## QUOTED PASSAGE
▬▬▬▬▬▬
Let's imagine some scenarios in which Krugman gets what he asks for: the US Treasury Department names China as a currency manipulator and the Obama administration launches trade war against China. If this were to happen, the most likely scenario is that China would then stick to its current exchange rate regime and retaliate with trade sanctions against America. This would reduce trade between the two countries but, more importantly, seriously damage investor confidence worldwide. Trade war between the two largest economies is a non-trivial event for the world economy. In face of much more uncertain economic future, investors would scale back their investment plans and consumers would cut back their spending.

A less likely scenario is that China would be forced to appreciate the currency sharply by, say, 40 percent. This is likely to cause significant difficulties for Chinese companies if the exchange rate adjustment were forced abruptly. Again, there could be two possible outcomes. The first is that Chinese companies would no longer be able to export because of sudden loss of competitiveness. The market vacuum newly made available by exit of Chinese products would be taken up by products from other low-cost countries like Vietnam and India. American companies would not be able to compete with these countries. So this would not add new jobs in the US, but the inflation rate would move higher.
▬▬▬▬▬▬
## DIRECTIVES
1 - Name every country mentioned in the passage on a US–China trade war.
2 - In the passage on a US–China trade war, by how much might China be forced to appreciate its currency in the less likely scenario?
3 - Please carry on the passage on a US–China trade war from the point where it stops.
▬▬▬▬▬▬
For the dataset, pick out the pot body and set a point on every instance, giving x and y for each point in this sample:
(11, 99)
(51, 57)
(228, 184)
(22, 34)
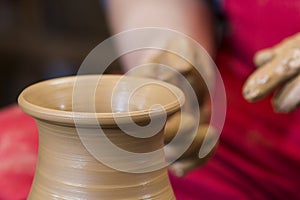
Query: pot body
(95, 150)
(67, 170)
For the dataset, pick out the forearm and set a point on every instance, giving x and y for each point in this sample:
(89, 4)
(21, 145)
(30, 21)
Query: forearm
(191, 17)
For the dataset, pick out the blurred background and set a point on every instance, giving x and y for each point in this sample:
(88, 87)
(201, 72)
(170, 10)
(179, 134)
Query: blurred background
(42, 39)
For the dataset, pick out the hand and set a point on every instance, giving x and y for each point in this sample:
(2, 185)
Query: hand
(189, 160)
(277, 66)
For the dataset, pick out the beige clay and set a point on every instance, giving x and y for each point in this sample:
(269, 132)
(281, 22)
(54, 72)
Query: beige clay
(66, 169)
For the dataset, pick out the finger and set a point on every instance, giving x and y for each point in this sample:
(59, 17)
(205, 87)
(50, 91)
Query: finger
(182, 167)
(263, 56)
(173, 149)
(266, 78)
(288, 98)
(185, 165)
(174, 122)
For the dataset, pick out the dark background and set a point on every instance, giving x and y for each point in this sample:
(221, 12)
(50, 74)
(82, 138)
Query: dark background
(42, 39)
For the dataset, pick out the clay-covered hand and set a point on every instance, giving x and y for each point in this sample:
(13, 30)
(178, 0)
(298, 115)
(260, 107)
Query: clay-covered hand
(189, 160)
(278, 66)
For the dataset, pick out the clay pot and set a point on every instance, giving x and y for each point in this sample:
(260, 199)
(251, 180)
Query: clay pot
(73, 163)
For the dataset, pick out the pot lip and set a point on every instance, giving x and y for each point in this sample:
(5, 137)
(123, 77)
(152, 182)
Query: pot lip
(90, 118)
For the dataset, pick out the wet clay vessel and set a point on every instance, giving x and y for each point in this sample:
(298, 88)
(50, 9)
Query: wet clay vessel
(70, 149)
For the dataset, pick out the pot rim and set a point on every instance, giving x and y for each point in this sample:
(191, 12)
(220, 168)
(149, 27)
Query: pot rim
(97, 118)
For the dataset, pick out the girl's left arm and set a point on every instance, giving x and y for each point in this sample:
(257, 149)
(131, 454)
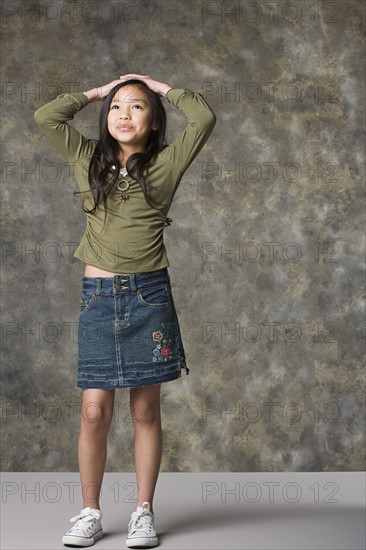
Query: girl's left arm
(201, 121)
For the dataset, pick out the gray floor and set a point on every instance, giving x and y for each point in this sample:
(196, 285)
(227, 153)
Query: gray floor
(272, 510)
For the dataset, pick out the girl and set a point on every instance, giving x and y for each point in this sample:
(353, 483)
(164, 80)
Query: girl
(129, 334)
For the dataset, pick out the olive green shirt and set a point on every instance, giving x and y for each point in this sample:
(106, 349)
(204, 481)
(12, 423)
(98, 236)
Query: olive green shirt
(132, 238)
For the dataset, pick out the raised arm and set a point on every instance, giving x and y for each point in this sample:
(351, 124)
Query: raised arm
(201, 122)
(53, 120)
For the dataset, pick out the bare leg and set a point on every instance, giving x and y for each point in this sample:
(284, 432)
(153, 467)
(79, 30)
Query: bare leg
(96, 416)
(145, 414)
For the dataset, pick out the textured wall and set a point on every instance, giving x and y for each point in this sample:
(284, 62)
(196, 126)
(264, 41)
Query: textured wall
(266, 245)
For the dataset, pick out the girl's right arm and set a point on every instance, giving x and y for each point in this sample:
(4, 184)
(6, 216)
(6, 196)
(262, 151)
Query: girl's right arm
(53, 120)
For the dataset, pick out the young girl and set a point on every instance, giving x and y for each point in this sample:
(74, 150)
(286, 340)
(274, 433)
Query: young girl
(129, 334)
▬▬▬▬▬▬
## OUTPUTS IN ORDER
1 - The United States, China, Vietnam, India

2 - By 40 percent.

3 -
Since exports account for more than one-third of the Chinese economy, collapse of exports would cause serious difficulties for China. Chinese growth would decelerate sharply, as happened in late 2008. This would be unfortunate since most major economies are still struggling with recovery. And sudden weakening of the world's most dynamic economy would send chilling messages across the world markets. Investor confidence would again fall sharply.

The second possible outcome is that China would continue to export to the US market, at higher prices but lower profits. This would push up inflation rates significantly in the US and force the Fed to tighten monetary policy quickly. Both steps could hurt the momentum of America's recovery, which is still not yet on steady footing. New difficulties in the US and China, the two largest economies of the world, would impact global investor confidence negatively.

In either case, global economic growth would be about 1.5 percentage points lower, not higher, if China revalued the currency as Krugman demands. The magnitude is probably exaggerated, but the direction is certain.

Yiping Huang is professor of economics at the China Center for Economic Research at Peking University and in the Crawford School of Economics and Government in the ANU

(Source: en.ccer.edu.cn March 18, 2010)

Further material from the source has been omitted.